* Short task:
Rewrite the records starting at the one containing "[locate] shredded kohlrabi" and ending at the one containing "<point>245,48</point>", replacing "purple flower design" with "purple floral pattern" and leaving everything else unchanged.

□ □ □ □ □ □ □

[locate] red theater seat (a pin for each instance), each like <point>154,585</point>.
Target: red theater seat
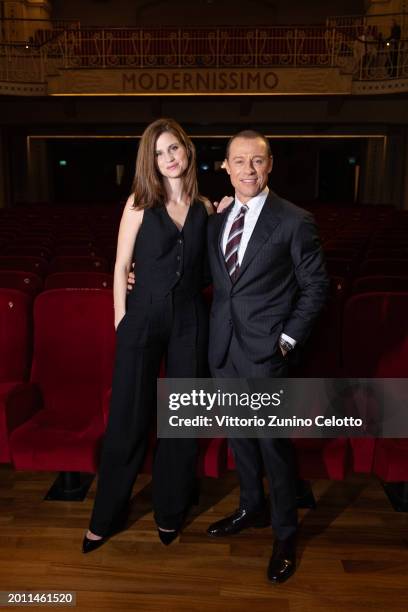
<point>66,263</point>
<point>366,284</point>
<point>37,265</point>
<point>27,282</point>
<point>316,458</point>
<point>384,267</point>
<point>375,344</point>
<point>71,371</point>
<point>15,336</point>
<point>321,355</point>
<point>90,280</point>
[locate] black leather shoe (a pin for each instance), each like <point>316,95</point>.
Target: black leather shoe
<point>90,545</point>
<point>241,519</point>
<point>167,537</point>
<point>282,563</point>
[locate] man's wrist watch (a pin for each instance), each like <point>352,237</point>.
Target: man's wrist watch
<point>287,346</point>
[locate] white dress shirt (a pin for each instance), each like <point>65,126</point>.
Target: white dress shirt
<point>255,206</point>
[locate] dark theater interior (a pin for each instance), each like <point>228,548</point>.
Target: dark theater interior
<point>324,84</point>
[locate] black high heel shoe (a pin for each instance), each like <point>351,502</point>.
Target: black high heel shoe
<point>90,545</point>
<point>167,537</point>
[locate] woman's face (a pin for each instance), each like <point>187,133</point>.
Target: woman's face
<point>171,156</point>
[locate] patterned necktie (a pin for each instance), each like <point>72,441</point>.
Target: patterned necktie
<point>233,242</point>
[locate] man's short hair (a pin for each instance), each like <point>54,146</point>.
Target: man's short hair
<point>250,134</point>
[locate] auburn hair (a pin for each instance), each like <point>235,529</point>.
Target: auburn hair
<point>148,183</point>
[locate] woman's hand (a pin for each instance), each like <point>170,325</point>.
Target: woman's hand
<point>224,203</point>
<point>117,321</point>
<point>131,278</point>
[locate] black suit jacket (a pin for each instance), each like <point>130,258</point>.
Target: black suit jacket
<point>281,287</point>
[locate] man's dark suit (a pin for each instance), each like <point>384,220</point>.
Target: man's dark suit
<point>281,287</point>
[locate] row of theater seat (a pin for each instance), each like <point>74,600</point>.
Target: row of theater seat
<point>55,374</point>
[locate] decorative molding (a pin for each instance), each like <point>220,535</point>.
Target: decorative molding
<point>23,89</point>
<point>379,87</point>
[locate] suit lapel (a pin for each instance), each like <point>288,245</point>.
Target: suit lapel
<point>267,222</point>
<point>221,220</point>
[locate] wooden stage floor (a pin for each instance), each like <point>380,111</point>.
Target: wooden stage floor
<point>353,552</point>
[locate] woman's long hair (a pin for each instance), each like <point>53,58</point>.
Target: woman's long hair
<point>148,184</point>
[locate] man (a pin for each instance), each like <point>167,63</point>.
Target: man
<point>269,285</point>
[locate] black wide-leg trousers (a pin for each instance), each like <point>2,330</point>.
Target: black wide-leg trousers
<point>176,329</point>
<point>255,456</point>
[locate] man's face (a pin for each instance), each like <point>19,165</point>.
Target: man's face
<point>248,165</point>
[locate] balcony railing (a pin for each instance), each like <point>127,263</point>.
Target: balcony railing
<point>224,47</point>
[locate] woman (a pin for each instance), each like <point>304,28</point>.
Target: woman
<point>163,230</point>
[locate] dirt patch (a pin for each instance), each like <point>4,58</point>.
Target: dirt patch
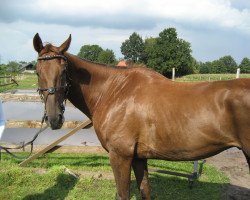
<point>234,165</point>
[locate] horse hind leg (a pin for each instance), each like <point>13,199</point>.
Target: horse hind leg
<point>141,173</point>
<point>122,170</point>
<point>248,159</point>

□ □ □ □ □ □ □

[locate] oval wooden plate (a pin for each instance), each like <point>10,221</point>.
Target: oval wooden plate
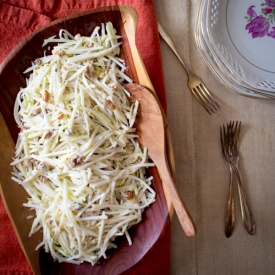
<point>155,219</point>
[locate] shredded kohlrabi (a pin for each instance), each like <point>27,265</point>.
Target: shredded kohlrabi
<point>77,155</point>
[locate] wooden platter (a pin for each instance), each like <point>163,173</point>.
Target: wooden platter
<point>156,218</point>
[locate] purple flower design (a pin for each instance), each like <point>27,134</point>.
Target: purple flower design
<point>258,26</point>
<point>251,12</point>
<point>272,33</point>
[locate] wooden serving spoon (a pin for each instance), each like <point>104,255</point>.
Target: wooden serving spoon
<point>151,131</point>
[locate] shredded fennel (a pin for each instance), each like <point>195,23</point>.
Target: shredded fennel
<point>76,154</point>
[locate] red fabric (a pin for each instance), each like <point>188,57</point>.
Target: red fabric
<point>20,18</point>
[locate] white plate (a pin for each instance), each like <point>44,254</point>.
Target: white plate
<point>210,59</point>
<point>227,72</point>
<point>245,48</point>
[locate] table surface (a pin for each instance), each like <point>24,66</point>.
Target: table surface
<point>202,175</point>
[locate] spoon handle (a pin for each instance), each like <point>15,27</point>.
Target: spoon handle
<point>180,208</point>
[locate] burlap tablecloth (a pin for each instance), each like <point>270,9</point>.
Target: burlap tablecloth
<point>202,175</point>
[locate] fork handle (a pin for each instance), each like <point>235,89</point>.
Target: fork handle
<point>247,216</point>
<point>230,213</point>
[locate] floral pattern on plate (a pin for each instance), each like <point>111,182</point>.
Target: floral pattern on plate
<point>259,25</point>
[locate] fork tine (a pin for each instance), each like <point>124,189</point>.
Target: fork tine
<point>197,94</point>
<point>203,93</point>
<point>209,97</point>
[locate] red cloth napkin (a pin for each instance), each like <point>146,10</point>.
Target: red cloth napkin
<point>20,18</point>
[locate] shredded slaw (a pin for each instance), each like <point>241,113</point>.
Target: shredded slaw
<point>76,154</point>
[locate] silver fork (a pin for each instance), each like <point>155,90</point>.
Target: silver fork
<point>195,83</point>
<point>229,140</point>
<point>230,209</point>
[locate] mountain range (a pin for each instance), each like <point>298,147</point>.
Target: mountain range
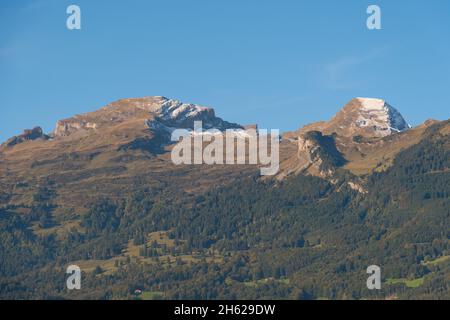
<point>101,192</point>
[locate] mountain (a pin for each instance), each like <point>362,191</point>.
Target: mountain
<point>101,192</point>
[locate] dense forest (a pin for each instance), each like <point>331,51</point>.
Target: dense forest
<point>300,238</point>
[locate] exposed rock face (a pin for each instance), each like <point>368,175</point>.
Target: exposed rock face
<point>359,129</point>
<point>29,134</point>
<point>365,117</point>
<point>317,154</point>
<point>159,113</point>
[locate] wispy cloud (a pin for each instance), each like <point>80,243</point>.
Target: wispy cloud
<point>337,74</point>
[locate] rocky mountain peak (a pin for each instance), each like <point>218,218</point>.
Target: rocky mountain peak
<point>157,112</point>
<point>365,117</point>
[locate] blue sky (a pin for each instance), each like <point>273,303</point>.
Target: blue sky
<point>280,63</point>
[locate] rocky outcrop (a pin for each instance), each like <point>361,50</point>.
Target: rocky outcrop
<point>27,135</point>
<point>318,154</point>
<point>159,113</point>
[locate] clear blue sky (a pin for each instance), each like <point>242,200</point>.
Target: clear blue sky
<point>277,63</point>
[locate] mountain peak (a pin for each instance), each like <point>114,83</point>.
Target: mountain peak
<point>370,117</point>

□ □ □ □ □ □ □

* Finished answer:
[locate] shredded kohlrabi (a pin for each instance), each like <point>27,265</point>.
Target: shredded kohlrabi
<point>77,155</point>
[locate] wooden platter (a pin for each instance), each like <point>163,173</point>.
Target: wooden platter
<point>156,218</point>
[locate] purple floral pattern (a pin for each instance), each like <point>27,134</point>.
Target: purple floral pattern
<point>258,26</point>
<point>251,12</point>
<point>272,33</point>
[locate] wooden serving spoon (a pin for each instance), each like <point>104,255</point>.
Target: wooden serving spoon
<point>151,131</point>
[locate] shredded fennel (a pin for each instance), each like <point>195,23</point>.
Target: shredded fennel
<point>76,154</point>
[locate] red fabric (a pin for each instance), each like <point>188,57</point>.
Target: red fabric
<point>20,18</point>
[locate] white plate (a pin for each instance), each like <point>44,254</point>.
Target: white plate
<point>210,59</point>
<point>227,72</point>
<point>245,48</point>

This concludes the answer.